%%
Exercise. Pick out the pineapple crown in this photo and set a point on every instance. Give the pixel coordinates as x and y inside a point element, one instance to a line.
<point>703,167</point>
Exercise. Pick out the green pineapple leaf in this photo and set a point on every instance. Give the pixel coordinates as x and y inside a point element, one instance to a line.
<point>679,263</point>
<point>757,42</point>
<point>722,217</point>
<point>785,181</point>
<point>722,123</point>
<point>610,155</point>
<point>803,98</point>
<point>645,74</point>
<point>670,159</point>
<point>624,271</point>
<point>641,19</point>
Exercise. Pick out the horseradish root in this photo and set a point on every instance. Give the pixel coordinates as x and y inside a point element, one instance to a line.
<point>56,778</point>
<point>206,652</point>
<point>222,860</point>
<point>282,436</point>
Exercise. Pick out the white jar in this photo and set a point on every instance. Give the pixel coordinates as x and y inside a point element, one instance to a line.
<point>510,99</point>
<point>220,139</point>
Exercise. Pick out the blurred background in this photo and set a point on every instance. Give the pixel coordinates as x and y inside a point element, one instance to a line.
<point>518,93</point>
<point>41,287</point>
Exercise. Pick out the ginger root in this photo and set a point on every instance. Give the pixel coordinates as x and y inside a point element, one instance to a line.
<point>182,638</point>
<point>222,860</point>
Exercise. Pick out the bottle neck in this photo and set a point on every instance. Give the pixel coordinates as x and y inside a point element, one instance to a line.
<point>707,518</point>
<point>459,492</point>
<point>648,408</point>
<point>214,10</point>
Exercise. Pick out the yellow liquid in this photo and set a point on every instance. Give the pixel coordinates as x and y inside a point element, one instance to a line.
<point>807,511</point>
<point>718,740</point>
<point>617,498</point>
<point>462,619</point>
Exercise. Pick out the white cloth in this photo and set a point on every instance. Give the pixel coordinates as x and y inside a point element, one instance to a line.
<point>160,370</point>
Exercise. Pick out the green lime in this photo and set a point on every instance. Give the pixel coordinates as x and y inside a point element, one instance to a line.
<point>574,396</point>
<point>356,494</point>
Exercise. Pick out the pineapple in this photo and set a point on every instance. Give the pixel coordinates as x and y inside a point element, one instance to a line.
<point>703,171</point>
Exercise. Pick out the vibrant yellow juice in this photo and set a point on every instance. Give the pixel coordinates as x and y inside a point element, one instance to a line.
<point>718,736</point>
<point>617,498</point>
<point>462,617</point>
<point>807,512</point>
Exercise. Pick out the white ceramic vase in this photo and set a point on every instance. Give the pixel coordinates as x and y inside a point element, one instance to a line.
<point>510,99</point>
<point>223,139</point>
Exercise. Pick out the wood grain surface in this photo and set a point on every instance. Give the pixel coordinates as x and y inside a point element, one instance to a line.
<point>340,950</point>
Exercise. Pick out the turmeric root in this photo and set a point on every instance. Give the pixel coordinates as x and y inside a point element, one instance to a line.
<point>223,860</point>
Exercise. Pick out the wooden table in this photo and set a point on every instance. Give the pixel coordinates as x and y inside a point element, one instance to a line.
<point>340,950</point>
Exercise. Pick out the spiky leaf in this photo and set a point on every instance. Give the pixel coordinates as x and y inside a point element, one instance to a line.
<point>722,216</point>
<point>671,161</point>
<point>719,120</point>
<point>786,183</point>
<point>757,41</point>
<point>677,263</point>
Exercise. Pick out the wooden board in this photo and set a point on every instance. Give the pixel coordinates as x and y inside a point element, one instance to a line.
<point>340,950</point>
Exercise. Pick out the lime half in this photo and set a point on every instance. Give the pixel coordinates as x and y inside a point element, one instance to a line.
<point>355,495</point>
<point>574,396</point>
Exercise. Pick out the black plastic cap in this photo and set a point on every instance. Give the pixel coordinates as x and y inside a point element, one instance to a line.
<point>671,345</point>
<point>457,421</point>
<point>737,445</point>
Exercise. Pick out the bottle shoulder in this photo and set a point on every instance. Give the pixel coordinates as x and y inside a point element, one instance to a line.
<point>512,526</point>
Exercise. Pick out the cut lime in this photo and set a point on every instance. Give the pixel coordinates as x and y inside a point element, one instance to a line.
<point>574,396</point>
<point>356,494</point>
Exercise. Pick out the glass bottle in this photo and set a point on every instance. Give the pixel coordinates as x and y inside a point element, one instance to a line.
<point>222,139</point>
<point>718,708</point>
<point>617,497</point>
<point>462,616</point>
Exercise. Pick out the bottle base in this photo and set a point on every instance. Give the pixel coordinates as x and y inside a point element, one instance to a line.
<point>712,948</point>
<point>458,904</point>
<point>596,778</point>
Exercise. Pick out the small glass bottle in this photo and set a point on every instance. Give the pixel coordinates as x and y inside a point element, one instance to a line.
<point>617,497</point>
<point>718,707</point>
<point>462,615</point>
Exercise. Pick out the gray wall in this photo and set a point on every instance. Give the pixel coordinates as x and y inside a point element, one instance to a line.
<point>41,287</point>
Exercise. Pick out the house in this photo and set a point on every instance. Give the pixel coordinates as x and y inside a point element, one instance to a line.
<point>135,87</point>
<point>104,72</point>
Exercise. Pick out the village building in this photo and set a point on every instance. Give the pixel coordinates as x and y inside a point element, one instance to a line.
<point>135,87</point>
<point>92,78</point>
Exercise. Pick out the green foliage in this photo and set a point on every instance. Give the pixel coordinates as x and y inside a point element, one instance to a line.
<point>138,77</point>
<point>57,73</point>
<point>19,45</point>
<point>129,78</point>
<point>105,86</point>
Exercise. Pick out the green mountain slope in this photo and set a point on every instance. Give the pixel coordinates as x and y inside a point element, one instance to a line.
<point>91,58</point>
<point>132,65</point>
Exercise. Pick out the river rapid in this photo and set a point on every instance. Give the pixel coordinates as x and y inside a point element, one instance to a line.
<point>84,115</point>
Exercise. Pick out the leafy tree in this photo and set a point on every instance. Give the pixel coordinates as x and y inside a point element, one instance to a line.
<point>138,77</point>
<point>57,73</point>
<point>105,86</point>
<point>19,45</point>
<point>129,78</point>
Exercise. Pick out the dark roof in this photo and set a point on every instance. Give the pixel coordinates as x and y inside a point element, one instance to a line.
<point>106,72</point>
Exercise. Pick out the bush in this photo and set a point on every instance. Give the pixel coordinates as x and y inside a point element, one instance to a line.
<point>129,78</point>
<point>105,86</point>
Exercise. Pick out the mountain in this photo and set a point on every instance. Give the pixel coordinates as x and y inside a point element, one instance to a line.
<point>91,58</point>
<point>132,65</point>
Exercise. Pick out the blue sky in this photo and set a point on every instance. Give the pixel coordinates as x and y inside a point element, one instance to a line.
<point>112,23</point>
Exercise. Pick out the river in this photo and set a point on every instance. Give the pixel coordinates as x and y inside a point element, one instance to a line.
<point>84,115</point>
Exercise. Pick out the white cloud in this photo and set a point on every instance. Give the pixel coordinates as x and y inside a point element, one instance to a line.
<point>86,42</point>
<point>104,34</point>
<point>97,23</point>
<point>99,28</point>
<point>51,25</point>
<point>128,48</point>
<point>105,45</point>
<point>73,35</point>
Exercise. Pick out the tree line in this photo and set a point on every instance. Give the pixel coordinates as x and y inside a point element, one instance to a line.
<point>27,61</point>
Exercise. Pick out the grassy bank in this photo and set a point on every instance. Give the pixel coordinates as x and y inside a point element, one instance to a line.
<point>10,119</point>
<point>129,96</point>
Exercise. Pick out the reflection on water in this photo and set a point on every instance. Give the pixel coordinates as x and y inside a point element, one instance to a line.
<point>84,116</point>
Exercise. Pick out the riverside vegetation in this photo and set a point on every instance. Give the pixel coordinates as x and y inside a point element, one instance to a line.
%%
§ What needs to be done
Reproduce the material from its first line through the line holding "<point>282,436</point>", inclusive, replacing "horseradish root" with "wasabi root" and leaving everything else unchanged.

§ Problem solution
Exercise. Pick out the pineapple crown in this photo and set a point on every instance. Give the pixel coordinates as x and y inside a point element, one instance to a line.
<point>703,167</point>
Exercise. Pick out the green pineapple leaf in this photo and set a point on every instance. Give the pixel coordinates as x and y inside a point element, one instance to a line.
<point>679,263</point>
<point>757,42</point>
<point>722,217</point>
<point>785,181</point>
<point>722,123</point>
<point>610,155</point>
<point>803,98</point>
<point>645,74</point>
<point>670,159</point>
<point>624,271</point>
<point>641,19</point>
Exercise. Pick out the wasabi root in this photo and set a point on every instance. Give the pixel coordinates as x and y inside a point element, one instance to a line.
<point>56,778</point>
<point>206,652</point>
<point>222,860</point>
<point>282,436</point>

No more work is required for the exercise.